Document excerpt:
_ _ _
Trudy Grimm     "Whether dragons or gods, long-lived beings cooped up for ages is a cruelty, wouldn't you say?" is all Grimnir says both to Dysnomia and Igrene both when they admonish his cavalier approach to the matter, "At the end of the day, it's down to what Fae wants-- and I think her wish is achingly clear."

> "Does ten thousand years of 'scarred for life' mean anything to you?"

    The old sage laughs a hearty Norseman laugh that shows his teeth even behind the generous curtain of moustache and beard. With his free hand, he gestures to his own face with his unoccupied hand, "More than you might realize. This old face has been through a lot; almost as much as it's witnessed. My heart aches for how much you care for the girl and wish to protect her, but--"

    His single eye shifts, resting on Fae while she squeezes the plushie dinosaur Petra provided, "Nine hundred years is an awful lot of goodbyes for one little soul to withstand. Can't you see that's created its own scars, my dear?"

    "Wounds can be healed," he hums as he settles back in his seat, "With the appropriate love and care."

    When Fae totters over to Igrene and Lilian to cry and hug and beg, Grimnir tucks his pipe back into his mouth, puffing gently with his eye closed. His lean towards Petra is only slight, but the gratitude in his voice is utterly sincere, "You're quite good with children, mm? Thank you for bringing your fluffy little friend. He's helping quite a bit."
Marigold      Fae, from her comforting tangle, reaches out a little wet hand towards Odette too, to tug her down for whatever gesture Odette intended. She nods, snuffling half-miserably.
_ _ _
Challenge 1: In the story excerpt, what is Fae squeezing when Grimnir's eye comes to rest on her?
Challenge 2: Using the story excerpt, decide whether each statement agrees with it: (a) Grimnir has only one eye. (b) Grimnir says Fae has faced nine hundred years of goodbyes. (c) Fae goes to Petra to cry and hug.

Data section:
_ _ _
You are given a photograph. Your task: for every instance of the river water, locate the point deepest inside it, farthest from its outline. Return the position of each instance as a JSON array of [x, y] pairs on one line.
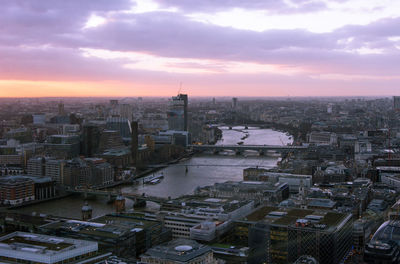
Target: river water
[[203, 170]]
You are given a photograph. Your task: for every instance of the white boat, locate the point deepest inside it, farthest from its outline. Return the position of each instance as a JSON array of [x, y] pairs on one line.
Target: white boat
[[155, 181]]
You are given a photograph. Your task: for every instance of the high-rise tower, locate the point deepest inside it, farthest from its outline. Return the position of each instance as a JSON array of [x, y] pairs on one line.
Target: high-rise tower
[[177, 113]]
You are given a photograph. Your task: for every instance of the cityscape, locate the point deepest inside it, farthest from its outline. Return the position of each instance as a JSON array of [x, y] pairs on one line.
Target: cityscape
[[199, 132]]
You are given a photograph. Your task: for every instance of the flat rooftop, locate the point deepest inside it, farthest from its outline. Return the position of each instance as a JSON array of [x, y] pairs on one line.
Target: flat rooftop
[[21, 243], [289, 216]]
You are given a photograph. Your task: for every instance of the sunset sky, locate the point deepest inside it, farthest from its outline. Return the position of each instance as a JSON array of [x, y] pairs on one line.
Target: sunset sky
[[213, 47]]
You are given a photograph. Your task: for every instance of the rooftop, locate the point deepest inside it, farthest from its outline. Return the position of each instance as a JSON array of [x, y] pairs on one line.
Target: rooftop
_ _ _
Complete output 1: The plushie dinosaur Petra provided.

Complete output 2:
(a) Yes: "His single eye shifts, resting on Fae"
(b) Yes: "Nine hundred years is an awful lot of goodbyes for one little soul to withstand."
(c) No: "Fae totters over to Igrene and Lilian to cry and hug and beg"